(Extracted data entries)

• • • •

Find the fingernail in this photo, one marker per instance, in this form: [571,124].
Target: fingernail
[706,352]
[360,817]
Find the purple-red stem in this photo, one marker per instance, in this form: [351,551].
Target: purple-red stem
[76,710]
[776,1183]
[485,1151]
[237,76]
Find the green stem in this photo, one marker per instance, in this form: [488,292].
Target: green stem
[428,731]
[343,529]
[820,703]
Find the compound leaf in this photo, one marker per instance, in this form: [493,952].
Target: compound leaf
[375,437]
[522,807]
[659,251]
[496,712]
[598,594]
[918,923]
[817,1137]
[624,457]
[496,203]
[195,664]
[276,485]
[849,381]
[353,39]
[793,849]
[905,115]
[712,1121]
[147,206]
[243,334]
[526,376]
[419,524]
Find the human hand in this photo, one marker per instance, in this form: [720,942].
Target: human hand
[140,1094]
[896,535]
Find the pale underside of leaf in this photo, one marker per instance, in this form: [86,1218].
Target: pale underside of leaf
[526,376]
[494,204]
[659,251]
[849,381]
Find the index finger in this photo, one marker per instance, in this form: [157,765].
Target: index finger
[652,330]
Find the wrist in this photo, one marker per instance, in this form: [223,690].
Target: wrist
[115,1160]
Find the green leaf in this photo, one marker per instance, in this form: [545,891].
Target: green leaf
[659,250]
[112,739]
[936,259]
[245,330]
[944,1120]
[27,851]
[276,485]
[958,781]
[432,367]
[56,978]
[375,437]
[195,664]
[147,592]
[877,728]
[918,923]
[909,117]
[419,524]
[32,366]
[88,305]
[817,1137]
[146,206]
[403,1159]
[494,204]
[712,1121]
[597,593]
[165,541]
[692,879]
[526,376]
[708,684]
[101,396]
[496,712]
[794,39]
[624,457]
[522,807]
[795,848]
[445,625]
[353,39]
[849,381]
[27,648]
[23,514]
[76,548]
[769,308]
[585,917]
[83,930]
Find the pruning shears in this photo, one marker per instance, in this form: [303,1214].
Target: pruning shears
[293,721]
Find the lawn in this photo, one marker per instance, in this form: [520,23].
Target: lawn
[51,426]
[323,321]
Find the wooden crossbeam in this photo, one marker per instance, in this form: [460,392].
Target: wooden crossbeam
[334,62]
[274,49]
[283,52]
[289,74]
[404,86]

• • • •

_Work instructions_
Give the whole listing again, swapping "pruning shears" for "garden clippers" everywhere it appears. Keep everything else the same.

_Solution to this exercise_
Find the fingernail in this photo, one marker per instance, in this form: [571,124].
Target: fingernail
[706,352]
[360,817]
Find the purple-red stem in this photo, one marker per instance, in this form: [351,551].
Target: purple-red stem
[76,710]
[776,1183]
[485,1151]
[237,76]
Find the green stem in this photo, one marker per instance, in this form: [488,292].
Target: green stem
[428,731]
[343,529]
[820,703]
Find the compound leaf in this photo, one marker per instance, in this form: [493,952].
Target: compound leaf
[375,437]
[522,807]
[659,251]
[496,712]
[598,594]
[918,923]
[817,1137]
[624,457]
[496,203]
[195,664]
[276,485]
[849,381]
[353,39]
[793,849]
[905,115]
[712,1121]
[147,206]
[243,334]
[526,376]
[419,524]
Find the human hand in this photo, one marker per instance, in this form: [720,942].
Target: human hand
[140,1094]
[896,535]
Find the pale underside of leaf in this photo, one marker per instance, in this form: [86,1218].
Target: pale underside of leaf
[526,376]
[494,204]
[659,251]
[849,381]
Find the index finger in this photo, one marker per instance, in this form: [157,765].
Target: index finger
[652,330]
Find the wrist in this photo, one marker per instance, in this form: [223,690].
Target: wrist
[115,1160]
Find the green leaf in this photo, one marker per instance, in this form: [545,891].
Target: green leaf
[659,250]
[112,739]
[936,259]
[245,330]
[944,1120]
[27,851]
[276,485]
[958,781]
[432,367]
[56,978]
[375,437]
[195,664]
[147,592]
[877,728]
[918,923]
[909,117]
[419,524]
[32,366]
[88,305]
[817,1137]
[146,206]
[403,1159]
[494,204]
[712,1121]
[597,593]
[165,541]
[692,879]
[526,376]
[708,684]
[101,396]
[496,712]
[794,39]
[624,457]
[522,807]
[795,848]
[445,625]
[353,39]
[849,381]
[27,648]
[23,514]
[76,548]
[769,308]
[585,917]
[83,930]
Find the garden clippers in this photo, one marker per instance, in this form: [303,1214].
Target: garden clippers
[293,721]
Find the lawn in this photo, one marker per instance, in this form: [520,23].
Target: lawn
[51,426]
[323,321]
Find the wooden crossbeam in this photo, one marker per instance, in this form: [460,392].
Target: wooden crossbeam
[334,62]
[274,49]
[283,52]
[289,74]
[404,86]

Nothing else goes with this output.